#### Passage provided:
Is spirituality a subject of wisdom? If so, how is it described and defined? If one wants to become spiritual, what is the way he has to proceed with? Do we have anything clearly definable in the way of some discipline, pursuits and practices, choices, regulation, refinement and the like? I am wondering whether any one of you has thought about it.
I am discussing the last part of the Bhagavad Gita, in Muktisudhakaram. When I began the discussion from the thirteenth chapter which I concluded almost yesterday, I was saying that Bhagavad Gita is divided into three sectors.
The first sector consisting of six chapters is devoted to the discussion of karma yoga on the basis of the unborn and the immortal soul. The primary exposure was the soul. The scene was one of massive slaughter. 4.5 million warriors were present, and all of them were to be slaughtered except ten, during the course of eighteen days. Arjuna’s role was very significant, crucial, determining. Naturally, he had the maximum impact of it. He felt afraid, he was deluded, he was seeing sin and vice and immense danger in the war.
It was a mento-intellectual crumbling that he faced. Krishna’s role was to awaken him and somehow make his mind and intelligence firm and stable. Anything to do with the mind and the intelligence, only wisdom and clarification can achieve. You cannot feed the mind with food and drink. You cannot nourish the intelligence with matter and energy. That is why Bhagavad Gita dialogue became a dialogue of wisdom. Right from the beginning, what Krishna spoke throughout and also at the end was nothing but wisdom. Arjuna had to sit very receptive to what Krishna said. Then, he became a participant in the discussion. This is how the dialogue draws in efforts. By the administration of wisdom, Krishna was trying to set right the unstable mind and give clarity to the confused intelligence. In the course of the discussion, Krishna says how can a person become a seeker and how can he pursue his seeking?

#### Given data:
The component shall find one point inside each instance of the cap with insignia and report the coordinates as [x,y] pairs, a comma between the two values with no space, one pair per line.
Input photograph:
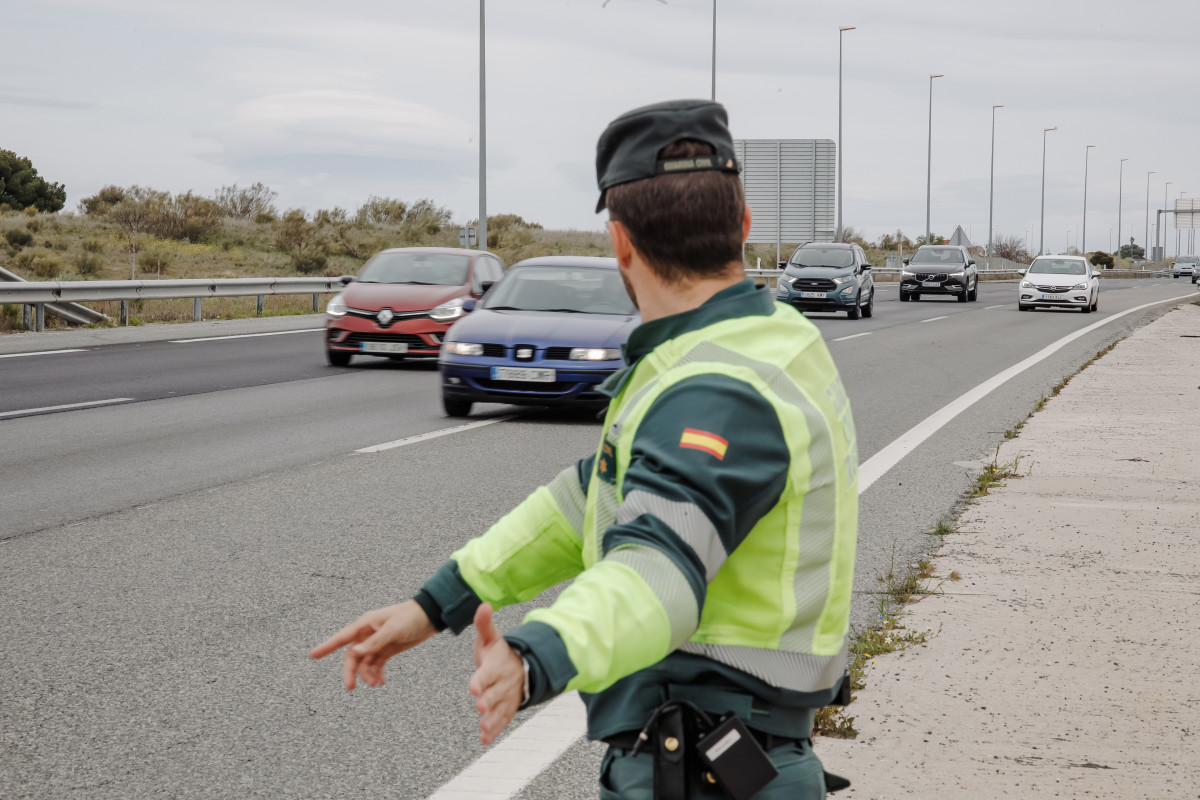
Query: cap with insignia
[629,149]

#### Stated task 1:
Answer from the discourse on the Bhagavad Gita:
(a) How many chapters make up the first sector?
(b) How many warriors were present?
(c) By the administration of what was Krishna trying to set right Arjuna's unstable mind?
#### Stated task 2:
Reproduce the part of the discourse on the Bhagavad Gita that opens with the words containing "I am discussing" and closes with "in the war.", swapping "warriors" for "soldiers".

#### Expected output 1:
(a) Six.
(b) 4.5 million.
(c) Wisdom.

#### Expected output 2:
I am discussing the last part of the Bhagavad Gita, in Muktisudhakaram. When I began the discussion from the thirteenth chapter which I concluded almost yesterday, I was saying that Bhagavad Gita is divided into three sectors.
The first sector consisting of six chapters is devoted to the discussion of karma yoga on the basis of the unborn and the immortal soul. The primary exposure was the soul. The scene was one of massive slaughter. 4.5 million soldiers were present, and all of them were to be slaughtered except ten, during the course of eighteen days. Arjuna’s role was very significant, crucial, determining. Naturally, he had the maximum impact of it. He felt afraid, he was deluded, he was seeing sin and vice and immense danger in the war.